(Beginning of Data for this exercise)
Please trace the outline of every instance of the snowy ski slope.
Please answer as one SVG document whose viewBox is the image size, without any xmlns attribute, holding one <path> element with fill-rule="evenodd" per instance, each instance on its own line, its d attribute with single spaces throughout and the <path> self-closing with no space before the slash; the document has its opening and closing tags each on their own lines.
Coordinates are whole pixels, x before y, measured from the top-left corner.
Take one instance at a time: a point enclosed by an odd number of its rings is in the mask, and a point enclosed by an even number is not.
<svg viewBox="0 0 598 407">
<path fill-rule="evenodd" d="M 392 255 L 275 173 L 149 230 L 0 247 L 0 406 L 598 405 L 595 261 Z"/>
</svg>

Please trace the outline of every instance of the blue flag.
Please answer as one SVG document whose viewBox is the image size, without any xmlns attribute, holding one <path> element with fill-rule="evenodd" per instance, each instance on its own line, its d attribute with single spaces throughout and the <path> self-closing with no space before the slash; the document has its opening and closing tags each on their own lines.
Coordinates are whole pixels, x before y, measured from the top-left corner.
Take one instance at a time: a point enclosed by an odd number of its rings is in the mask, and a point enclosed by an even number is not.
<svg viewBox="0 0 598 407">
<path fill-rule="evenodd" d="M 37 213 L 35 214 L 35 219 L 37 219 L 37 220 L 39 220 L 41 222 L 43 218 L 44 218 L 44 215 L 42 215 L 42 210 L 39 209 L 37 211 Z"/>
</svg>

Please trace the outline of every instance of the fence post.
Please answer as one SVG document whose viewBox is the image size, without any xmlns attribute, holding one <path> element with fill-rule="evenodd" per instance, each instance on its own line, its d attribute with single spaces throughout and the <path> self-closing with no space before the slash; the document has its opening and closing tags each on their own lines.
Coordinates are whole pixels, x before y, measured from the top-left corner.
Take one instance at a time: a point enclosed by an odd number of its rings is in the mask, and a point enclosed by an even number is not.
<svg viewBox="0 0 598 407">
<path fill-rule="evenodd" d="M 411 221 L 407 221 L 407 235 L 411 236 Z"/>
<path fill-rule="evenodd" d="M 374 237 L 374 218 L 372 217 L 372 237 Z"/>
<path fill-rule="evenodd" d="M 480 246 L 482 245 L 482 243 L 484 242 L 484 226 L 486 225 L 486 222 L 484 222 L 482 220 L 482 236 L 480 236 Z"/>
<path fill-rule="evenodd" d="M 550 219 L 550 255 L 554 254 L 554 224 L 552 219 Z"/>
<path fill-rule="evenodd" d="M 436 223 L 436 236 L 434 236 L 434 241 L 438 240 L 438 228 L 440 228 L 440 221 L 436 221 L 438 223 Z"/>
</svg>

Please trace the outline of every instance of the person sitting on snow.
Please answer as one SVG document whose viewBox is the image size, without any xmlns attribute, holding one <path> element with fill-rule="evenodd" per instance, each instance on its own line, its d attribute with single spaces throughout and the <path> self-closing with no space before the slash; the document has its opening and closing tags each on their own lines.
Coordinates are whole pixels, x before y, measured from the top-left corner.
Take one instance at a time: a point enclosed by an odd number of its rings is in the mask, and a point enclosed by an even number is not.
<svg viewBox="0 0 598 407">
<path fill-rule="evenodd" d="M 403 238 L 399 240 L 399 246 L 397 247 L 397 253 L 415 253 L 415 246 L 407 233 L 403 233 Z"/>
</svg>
(End of Data for this exercise)
Your task — Every line of the listing, first to last, should be retyped exactly.

Written solution —
Please trace the outline of every instance of the snowy ski slope.
Please answer as one SVG document whose viewBox is the image size, without any xmlns attribute, holding one <path> element with fill-rule="evenodd" per instance, each instance on its own line, its d attribute with single spaces throughout and the <path> self-closing with no space before the slash; the document has its opening and closing tags each on their own lines.
Coordinates are whole pixels, x before y, measured from the top-left corner.
Take one instance at a time: a point enclosed by an odd number of its rings is in the mask, and a point enclosed by an even number is not.
<svg viewBox="0 0 598 407">
<path fill-rule="evenodd" d="M 392 255 L 275 173 L 149 230 L 0 247 L 0 406 L 598 405 L 595 261 Z"/>
</svg>

Please trace the outline of every instance of the blue flag.
Please answer as one SVG document whose viewBox is the image size, without any xmlns attribute, holding one <path> element with fill-rule="evenodd" per instance, each instance on its own line, its d attribute with single spaces throughout and the <path> self-closing with no space before the slash; the document has its opening and closing tags each on their own lines.
Coordinates are whole pixels, x before y, measured from the top-left corner.
Take one instance at a time: a point enclosed by an odd number of its rings is in the mask, and a point enclosed by an even number is not.
<svg viewBox="0 0 598 407">
<path fill-rule="evenodd" d="M 37 213 L 35 214 L 35 219 L 37 219 L 37 220 L 39 220 L 41 222 L 43 218 L 44 218 L 44 215 L 42 215 L 42 210 L 39 209 L 37 211 Z"/>
</svg>

Please trace the outline of every instance of the fence post.
Please answer as one SVG document whose viewBox is the image size, without any xmlns attribute, holding one <path> element with fill-rule="evenodd" per instance, each instance on its own line, its d attribute with single spaces throughout and the <path> self-closing with no space before the slash; the document has its opening and closing tags each on their own lines.
Coordinates are whole pixels, x before y, measured from the top-left corner.
Take one instance at a time: a point enclosed by an odd number of its rings is in the mask, and a point enclosed by an even number is not.
<svg viewBox="0 0 598 407">
<path fill-rule="evenodd" d="M 411 221 L 407 221 L 407 235 L 411 236 Z"/>
<path fill-rule="evenodd" d="M 374 237 L 374 218 L 372 217 L 372 237 Z"/>
<path fill-rule="evenodd" d="M 480 246 L 482 245 L 482 243 L 484 242 L 484 226 L 486 225 L 486 222 L 484 222 L 482 220 L 482 236 L 480 236 Z"/>
<path fill-rule="evenodd" d="M 550 219 L 550 255 L 554 254 L 554 224 L 552 219 Z"/>
<path fill-rule="evenodd" d="M 436 223 L 436 236 L 434 236 L 434 241 L 438 240 L 438 228 L 440 228 L 440 221 L 436 221 L 438 223 Z"/>
</svg>

Please trace the outline of every instance of the person sitting on snow.
Please answer as one SVG document whose viewBox is the image size, without any xmlns attribute, holding one <path> element with fill-rule="evenodd" per instance, each instance on its own line, its d attribute with single spaces throughout and the <path> self-closing with no space before the slash; the document has its opening and closing tags each on their own lines.
Coordinates are whole pixels, x before y, measured from the top-left corner.
Take one instance at a time: a point enclosed by an odd number of its rings is in the mask, and a point enclosed by an even number is not.
<svg viewBox="0 0 598 407">
<path fill-rule="evenodd" d="M 403 238 L 399 240 L 399 246 L 397 247 L 397 253 L 415 253 L 415 246 L 407 233 L 403 233 Z"/>
</svg>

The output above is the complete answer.